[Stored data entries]

__________

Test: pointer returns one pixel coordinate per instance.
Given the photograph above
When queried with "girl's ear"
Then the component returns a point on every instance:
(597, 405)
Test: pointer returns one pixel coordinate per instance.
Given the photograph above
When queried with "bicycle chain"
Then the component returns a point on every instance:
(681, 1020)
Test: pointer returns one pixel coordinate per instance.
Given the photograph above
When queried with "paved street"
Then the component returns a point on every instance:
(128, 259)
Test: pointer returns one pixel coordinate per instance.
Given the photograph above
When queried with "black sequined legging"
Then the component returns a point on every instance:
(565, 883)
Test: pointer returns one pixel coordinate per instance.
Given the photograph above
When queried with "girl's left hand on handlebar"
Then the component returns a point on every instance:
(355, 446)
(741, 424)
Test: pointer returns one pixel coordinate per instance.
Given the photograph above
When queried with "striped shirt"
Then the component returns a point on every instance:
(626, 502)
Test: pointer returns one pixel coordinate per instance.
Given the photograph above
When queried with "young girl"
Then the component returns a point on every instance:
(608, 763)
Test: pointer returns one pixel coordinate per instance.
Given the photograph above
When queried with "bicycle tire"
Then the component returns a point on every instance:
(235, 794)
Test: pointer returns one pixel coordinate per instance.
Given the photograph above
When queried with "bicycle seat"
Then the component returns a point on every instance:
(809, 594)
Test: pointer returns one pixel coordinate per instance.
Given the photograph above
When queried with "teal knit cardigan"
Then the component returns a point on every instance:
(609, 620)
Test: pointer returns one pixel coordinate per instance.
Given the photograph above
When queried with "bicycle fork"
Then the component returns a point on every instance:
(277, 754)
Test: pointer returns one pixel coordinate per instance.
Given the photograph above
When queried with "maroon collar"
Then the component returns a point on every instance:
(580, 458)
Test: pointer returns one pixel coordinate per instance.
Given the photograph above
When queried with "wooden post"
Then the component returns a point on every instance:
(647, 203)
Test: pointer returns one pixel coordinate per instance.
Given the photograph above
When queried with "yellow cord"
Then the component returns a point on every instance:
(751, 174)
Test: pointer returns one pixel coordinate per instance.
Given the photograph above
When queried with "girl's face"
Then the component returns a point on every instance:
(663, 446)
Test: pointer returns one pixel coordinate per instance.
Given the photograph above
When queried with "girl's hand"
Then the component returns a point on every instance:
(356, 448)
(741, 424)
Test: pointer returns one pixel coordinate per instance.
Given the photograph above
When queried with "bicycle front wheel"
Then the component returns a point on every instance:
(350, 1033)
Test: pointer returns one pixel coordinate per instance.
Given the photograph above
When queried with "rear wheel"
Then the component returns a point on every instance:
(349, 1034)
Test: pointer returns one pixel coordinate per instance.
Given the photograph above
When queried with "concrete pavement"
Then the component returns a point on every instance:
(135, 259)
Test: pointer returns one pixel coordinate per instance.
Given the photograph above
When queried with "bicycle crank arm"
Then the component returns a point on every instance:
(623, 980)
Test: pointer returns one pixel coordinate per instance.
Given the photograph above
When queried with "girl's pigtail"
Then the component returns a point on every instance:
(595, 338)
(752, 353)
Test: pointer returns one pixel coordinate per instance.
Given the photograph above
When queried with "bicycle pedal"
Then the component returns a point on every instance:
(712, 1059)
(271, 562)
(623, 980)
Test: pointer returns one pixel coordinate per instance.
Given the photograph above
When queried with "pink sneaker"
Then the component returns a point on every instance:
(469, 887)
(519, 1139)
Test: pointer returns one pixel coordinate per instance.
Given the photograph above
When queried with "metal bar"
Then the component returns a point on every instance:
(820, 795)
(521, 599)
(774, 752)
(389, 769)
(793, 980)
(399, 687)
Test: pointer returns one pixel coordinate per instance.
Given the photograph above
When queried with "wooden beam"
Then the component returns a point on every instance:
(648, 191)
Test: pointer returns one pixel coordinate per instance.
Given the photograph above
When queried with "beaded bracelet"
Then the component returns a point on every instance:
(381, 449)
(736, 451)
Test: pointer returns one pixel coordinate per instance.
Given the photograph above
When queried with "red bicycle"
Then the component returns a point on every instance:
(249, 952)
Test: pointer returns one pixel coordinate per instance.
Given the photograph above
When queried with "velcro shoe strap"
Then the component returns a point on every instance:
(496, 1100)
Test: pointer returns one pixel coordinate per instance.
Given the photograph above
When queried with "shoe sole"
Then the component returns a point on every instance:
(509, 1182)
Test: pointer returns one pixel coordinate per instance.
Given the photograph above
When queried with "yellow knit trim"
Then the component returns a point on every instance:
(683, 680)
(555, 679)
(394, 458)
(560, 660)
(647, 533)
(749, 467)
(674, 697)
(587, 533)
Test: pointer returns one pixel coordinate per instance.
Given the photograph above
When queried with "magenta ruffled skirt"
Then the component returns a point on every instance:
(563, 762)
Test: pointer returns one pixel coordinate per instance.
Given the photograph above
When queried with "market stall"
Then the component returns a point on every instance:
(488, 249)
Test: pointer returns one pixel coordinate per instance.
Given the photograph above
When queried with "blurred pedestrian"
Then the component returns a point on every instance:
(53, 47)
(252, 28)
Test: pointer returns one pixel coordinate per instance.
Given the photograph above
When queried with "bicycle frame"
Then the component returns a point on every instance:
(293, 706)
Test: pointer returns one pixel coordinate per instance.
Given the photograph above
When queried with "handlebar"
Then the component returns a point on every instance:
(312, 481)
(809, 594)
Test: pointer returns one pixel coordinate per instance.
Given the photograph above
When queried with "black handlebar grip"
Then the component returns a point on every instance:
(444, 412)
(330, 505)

__________

**Exercise aim**
In full and without alteration, write out the data above.

**Response**
Test: pointer returns one pixel coordinate per instance.
Given the photograph above
When queried with "girl's ear"
Then the component returns a point on every instance:
(597, 405)
Test: pointer returns one pixel coordinate per instance.
Given the photograph above
When queried with "bicycle chain"
Then the component returns a point on every instance:
(681, 1020)
Test: pointer returns one pixel coordinate per instance.
Given the photograph above
When queried with "paved street"
Then the component returns a point on every instance:
(128, 259)
Test: pointer returns one pixel coordinate per instance.
Given the photograph above
When queried with "black sequined legging"
Then the component returns a point on every instance:
(565, 883)
Test: pointer returns one pixel coordinate per instance.
Given the photograph above
When queried with "girl's left hand on handlebar"
Then the component returns a point on every instance:
(355, 446)
(741, 424)
Test: pointer returns one pixel coordinate per instance.
Given the photograph above
When queried with "striped shirt"
Then the component returns a point on every instance:
(626, 502)
Test: pointer returns one pixel coordinate per instance.
Given the photograph above
When queried with "young girl"
Then the component returns a point on every instance:
(608, 763)
Test: pointer returns one pixel coordinate per instance.
Given the photograph above
When queried with "bicycle tire"
Then the component returns a point on every instance:
(235, 794)
Test: pointer returns one pixel coordinate per instance.
Given the photograph above
When queried with "bicycle seat"
Then the component returns a point on every instance:
(809, 594)
Test: pointer returns one pixel coordinate per instance.
Given the photograph above
When queried with "teal knit cardigan"
Then the component returns a point on every instance:
(609, 620)
Test: pointer returns one pixel coordinate per instance.
Given the photograph above
When queried with "bicycle fork"
Then the component returns a point on every instance:
(277, 754)
Test: pointer returns one pixel coordinate per instance.
Given the photograph above
When queried with "maroon collar"
Then the component returns a point on every instance:
(580, 458)
Test: pointer returns one pixel coordinate per instance.
Given the photograph above
When queried with "wooden post"
Then the component returns a point on every instance:
(647, 203)
Test: pointer returns one pixel coordinate per instance.
Given the photograph above
When queried with "yellow cord"
Then the component returns a point on every instance:
(751, 174)
Test: pointer returns one pixel coordinate per instance.
Given the photograph above
When queried with "girl's face"
Then the component returns a point on every instance:
(663, 446)
Test: pointer returns one pixel coordinate per instance.
Given the photograph above
When queried with "girl's hand"
Then the component returns a point on every instance:
(356, 448)
(741, 424)
Test: pointer returns one pixel coordinate per instance.
Given the photograph above
When queried with "bicycle front wheel"
Then the component returns a point on every instance:
(350, 1033)
Test: pointer returns one pixel coordinate per instance.
Given the photograph above
When queried with "rear wheel"
Then the component returns a point on every instance:
(349, 1034)
Test: pointer returns one pixel coordinate per instance.
Given the photograph above
When queried with "concrete pavement"
Then the component returns a point on every instance:
(135, 259)
Test: pointer returns one pixel coordinate per instance.
Given the photograph above
When queried with "bicycle crank arm"
Then the component returns a point on every instance:
(623, 980)
Test: pointer returns one pixel coordinate per instance.
Given the photograph above
When queried with "girl's pigtail"
Then the component returns a point on every instance:
(595, 338)
(752, 353)
Test: pointer returns one pixel coordinate per instance.
Given the photograph above
When queried with "bicycle pedal"
Then the component returns a point on every instance:
(712, 1059)
(271, 562)
(623, 980)
Test: pointer returns one pixel coordinate per instance.
Given the photograph above
When queried with "pink sneaker"
Then the component returns a point on every instance:
(469, 887)
(519, 1139)
Test: pointer returns one pixel coordinate per instance.
Given the photograph above
When queried with "metal bar"
Then the component returns a point on every instance:
(820, 795)
(521, 599)
(774, 752)
(389, 769)
(793, 980)
(399, 687)
Test: pointer returns one pixel coordinate per instance.
Given the photograph above
When queried with "wooden beam"
Then the component returns a point on every instance:
(648, 191)
Test: pointer returns one pixel coordinate per instance.
Given the photograph above
When queried with "beaded bracelet"
Then the component returns a point on every instance:
(381, 449)
(736, 451)
Test: pointer returns one pixel coordinate per instance.
Given the photograph above
When queried with "red bicycle"
Then the component returns a point on every instance:
(249, 952)
Test: pointer returns one pixel coordinate per instance.
Given the photograph above
When queried with "velcro shoe strap"
Then the component returns a point on every instance:
(496, 1100)
Test: pointer returns one pixel coordinate per instance.
Given the photograph above
When queried with "shoe sole"
Then the component returns a point on every instance:
(509, 1182)
Test: pointer returns one pixel coordinate per instance.
Given the photograph above
When queried with "yellow knit trim"
Then the component returns a point on every instance:
(683, 680)
(555, 679)
(394, 458)
(560, 660)
(647, 533)
(749, 467)
(674, 697)
(587, 533)
Test: pointer returns one pixel coordinate per instance.
Given the photograph above
When queried with "magenta ruffled skirt"
Then the component returns a point on every instance:
(563, 762)
Test: pointer returns one pixel coordinate per instance.
Given the photograph above
When queried with "market stall"
Then the component returns a point on every instance:
(488, 249)
Test: pointer returns one pixel coordinate per instance.
Given the photograph above
When queried with "blurred pedestrian"
Then the component returns a point on every instance:
(53, 47)
(252, 28)
Test: pointer returns one pixel coordinate per instance.
Given the photograph above
When queried with "bicycle frame"
Then the component returns a point on every instance:
(293, 706)
Test: pointer returns one pixel coordinate per instance.
Given the photograph above
When queried with "handlebar"
Then the component returns a point on every instance:
(312, 481)
(809, 594)
Test: pointer returns one pixel coordinate per instance.
Given the photograph above
When queried with "black handlebar grip"
Then the component returns a point on every instance:
(444, 412)
(330, 505)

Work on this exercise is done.